AIM OF THE EXERCISE> Write out the whole listing below line for line, leaving out the pictures.

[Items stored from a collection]
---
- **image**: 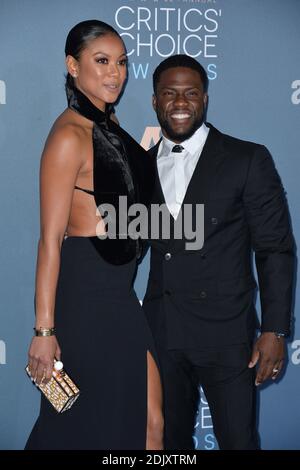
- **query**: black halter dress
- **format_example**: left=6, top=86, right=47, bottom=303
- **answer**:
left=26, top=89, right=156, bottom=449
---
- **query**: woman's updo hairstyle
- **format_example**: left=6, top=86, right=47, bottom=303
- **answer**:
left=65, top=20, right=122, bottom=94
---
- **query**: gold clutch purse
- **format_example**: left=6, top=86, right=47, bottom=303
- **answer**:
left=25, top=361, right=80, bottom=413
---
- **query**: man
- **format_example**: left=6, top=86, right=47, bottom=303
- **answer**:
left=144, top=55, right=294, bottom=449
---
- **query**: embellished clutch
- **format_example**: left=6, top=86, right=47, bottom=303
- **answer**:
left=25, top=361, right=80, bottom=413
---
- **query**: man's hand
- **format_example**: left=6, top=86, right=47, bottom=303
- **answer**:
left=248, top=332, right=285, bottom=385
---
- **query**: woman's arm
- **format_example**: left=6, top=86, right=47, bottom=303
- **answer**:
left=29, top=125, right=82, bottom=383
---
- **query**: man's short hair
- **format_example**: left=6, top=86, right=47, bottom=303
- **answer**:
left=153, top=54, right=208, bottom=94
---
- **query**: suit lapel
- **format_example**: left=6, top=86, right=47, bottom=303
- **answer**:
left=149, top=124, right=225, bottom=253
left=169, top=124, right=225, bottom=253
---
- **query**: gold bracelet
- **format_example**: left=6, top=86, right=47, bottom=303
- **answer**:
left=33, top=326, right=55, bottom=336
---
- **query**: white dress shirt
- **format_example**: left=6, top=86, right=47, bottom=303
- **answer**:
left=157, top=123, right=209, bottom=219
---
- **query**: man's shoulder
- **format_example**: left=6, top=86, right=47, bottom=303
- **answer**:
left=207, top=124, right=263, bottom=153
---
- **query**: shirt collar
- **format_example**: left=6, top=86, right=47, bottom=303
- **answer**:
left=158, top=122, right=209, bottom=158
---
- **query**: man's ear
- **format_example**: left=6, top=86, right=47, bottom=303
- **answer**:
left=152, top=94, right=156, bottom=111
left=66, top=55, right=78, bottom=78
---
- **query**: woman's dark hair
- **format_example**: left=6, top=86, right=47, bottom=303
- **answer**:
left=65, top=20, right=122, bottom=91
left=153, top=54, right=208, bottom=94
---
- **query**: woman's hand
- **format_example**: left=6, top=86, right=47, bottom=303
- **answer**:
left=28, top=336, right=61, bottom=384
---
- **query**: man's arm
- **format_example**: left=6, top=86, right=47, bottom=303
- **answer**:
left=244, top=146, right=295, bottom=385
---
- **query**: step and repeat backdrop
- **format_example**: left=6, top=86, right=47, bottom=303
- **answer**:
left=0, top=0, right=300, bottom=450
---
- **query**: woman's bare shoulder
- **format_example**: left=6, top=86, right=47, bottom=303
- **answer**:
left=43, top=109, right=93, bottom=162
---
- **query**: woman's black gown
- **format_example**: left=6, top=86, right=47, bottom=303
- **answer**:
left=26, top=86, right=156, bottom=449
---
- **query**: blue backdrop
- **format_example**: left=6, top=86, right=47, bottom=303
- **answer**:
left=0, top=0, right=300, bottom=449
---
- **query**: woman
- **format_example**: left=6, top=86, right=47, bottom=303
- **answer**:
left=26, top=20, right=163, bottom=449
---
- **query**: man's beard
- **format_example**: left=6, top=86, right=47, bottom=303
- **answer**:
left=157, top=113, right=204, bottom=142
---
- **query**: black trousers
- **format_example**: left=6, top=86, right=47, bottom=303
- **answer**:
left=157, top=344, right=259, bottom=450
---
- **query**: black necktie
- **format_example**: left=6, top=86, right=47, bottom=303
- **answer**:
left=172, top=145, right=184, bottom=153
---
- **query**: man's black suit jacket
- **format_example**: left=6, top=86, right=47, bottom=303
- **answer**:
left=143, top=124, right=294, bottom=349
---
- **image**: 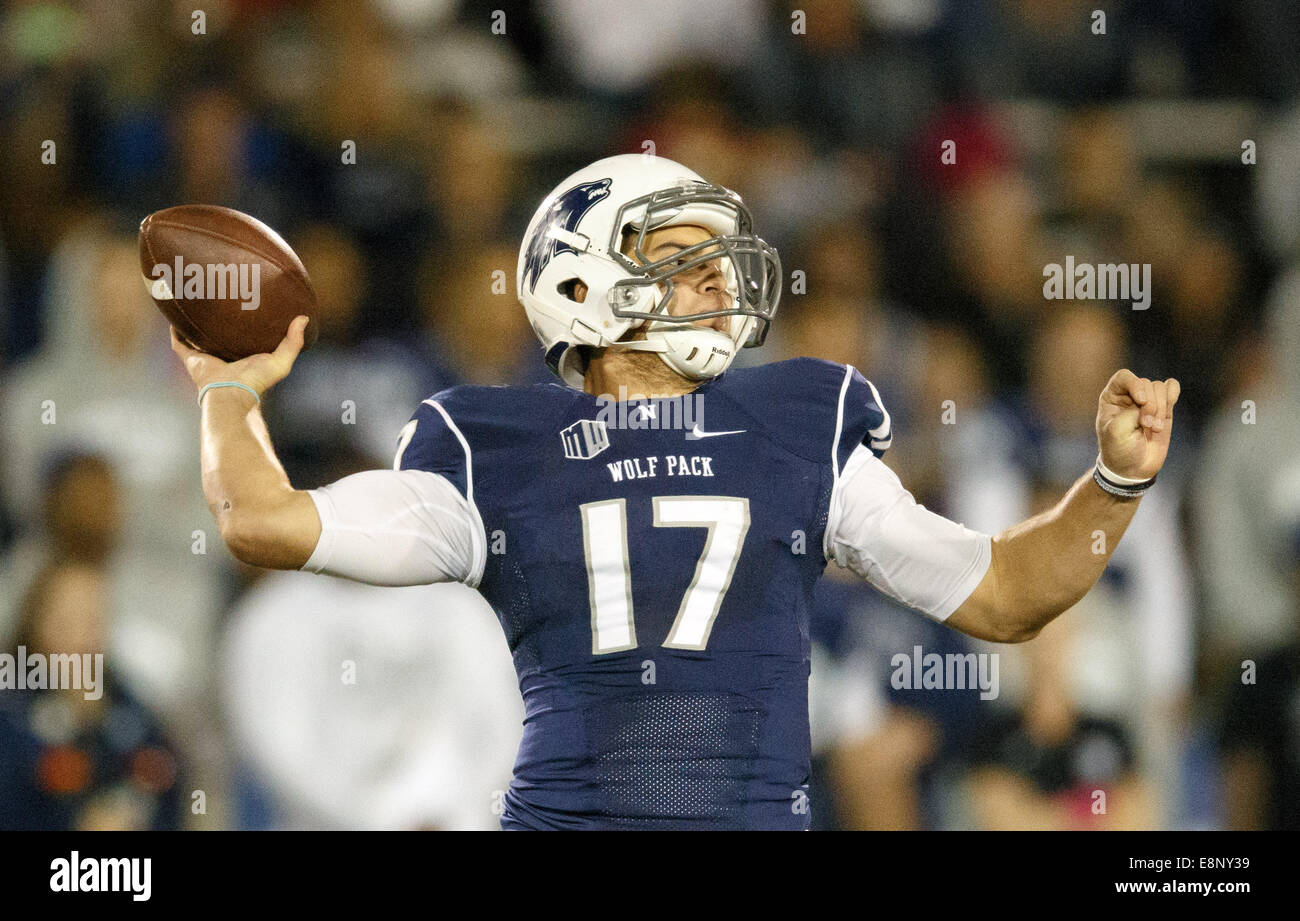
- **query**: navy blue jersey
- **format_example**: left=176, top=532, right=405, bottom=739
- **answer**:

FINAL ANSWER>
---
- **image**: 
- **query**: black halter dress
- **format_example**: left=6, top=86, right=47, bottom=303
- **answer**:
left=26, top=89, right=156, bottom=449
---
- **query**: woman's updo hairstyle
- **format_example**: left=6, top=86, right=47, bottom=303
- **answer**:
left=65, top=20, right=122, bottom=94
---
- **query**: gold clutch purse
- **format_example**: left=6, top=86, right=47, bottom=303
- **answer**:
left=25, top=361, right=80, bottom=413
---
- **query**: man
- **format_example**: left=6, top=86, right=47, bottom=303
- **answer**:
left=144, top=55, right=294, bottom=449
---
- **query**: embellished clutch
- **format_example**: left=6, top=86, right=47, bottom=303
- **answer**:
left=25, top=361, right=80, bottom=413
---
- **query**: man's hand
- **format_example**: left=6, top=86, right=47, bottom=303
- **answer**:
left=248, top=332, right=285, bottom=385
---
- **query**: woman's arm
- **format_example**: left=6, top=86, right=47, bottom=303
- **answer**:
left=29, top=125, right=82, bottom=383
---
- **query**: man's short hair
- **format_example**: left=6, top=86, right=47, bottom=303
- **answer**:
left=153, top=54, right=208, bottom=94
---
- **query**: suit lapel
- **format_example**: left=6, top=86, right=47, bottom=303
- **answer**:
left=149, top=124, right=225, bottom=253
left=169, top=124, right=225, bottom=253
---
- **query**: gold bracelet
- **format_example**: left=6, top=86, right=47, bottom=303
- **answer**:
left=33, top=326, right=55, bottom=336
---
- **query**: white dress shirt
- **format_example**: left=6, top=86, right=47, bottom=303
- **answer**:
left=157, top=123, right=209, bottom=219
---
- **query**: man's shoulder
- **format_example**: left=6, top=86, right=47, bottom=303
- **answer**:
left=207, top=124, right=263, bottom=153
---
- **query**: shirt collar
- **format_example**: left=6, top=86, right=47, bottom=303
- **answer**:
left=158, top=122, right=209, bottom=158
---
- **query**: man's ear
- **format_example**: left=6, top=86, right=47, bottom=303
- **answer**:
left=152, top=94, right=156, bottom=111
left=66, top=55, right=78, bottom=78
---
- **query**: woman's dark hair
- **format_example**: left=6, top=86, right=47, bottom=303
- **answer**:
left=65, top=20, right=122, bottom=91
left=153, top=54, right=208, bottom=94
---
- **query**: woman's hand
- **format_example**: left=6, top=86, right=47, bottom=303
- **answer**:
left=28, top=336, right=61, bottom=384
---
- **query**: man's arm
- **format_example**: left=6, top=86, right=47, bottom=303
- **answer**:
left=244, top=146, right=295, bottom=385
---
- **query**: step and repeat backdrop
- **format_example**: left=6, top=86, right=47, bottom=303
- **answer**:
left=0, top=0, right=300, bottom=450
---
- **query**: woman's bare shoulder
- **format_example**: left=6, top=86, right=47, bottom=303
- **answer**:
left=43, top=109, right=93, bottom=162
---
- **query**: woman's black gown
- **format_example**: left=6, top=86, right=47, bottom=303
- **answer**:
left=26, top=86, right=156, bottom=449
---
- **query**: blue backdrop
- **format_example**: left=6, top=86, right=47, bottom=303
- **answer**:
left=0, top=0, right=300, bottom=449
---
- **query**: woman
- **format_example**: left=6, top=86, right=47, bottom=303
- **answer**:
left=26, top=20, right=163, bottom=449
---
- **query**: man's beard
- **format_example**: left=6, top=86, right=47, bottom=303
- **answer**:
left=157, top=113, right=204, bottom=142
---
- **query**: black trousers
- **format_example**: left=6, top=86, right=47, bottom=303
- **answer**:
left=157, top=344, right=259, bottom=450
---
- **query**: black necktie
- **format_example**: left=6, top=86, right=47, bottom=303
- **answer**:
left=172, top=145, right=184, bottom=153
---
- **query**: man's black suit jacket
- **format_example**: left=6, top=86, right=47, bottom=303
- **answer**:
left=143, top=124, right=294, bottom=349
---
- **image**: 
- **query**: navy blue jersey
- **format_example**: left=176, top=532, right=405, bottom=739
- **answer**:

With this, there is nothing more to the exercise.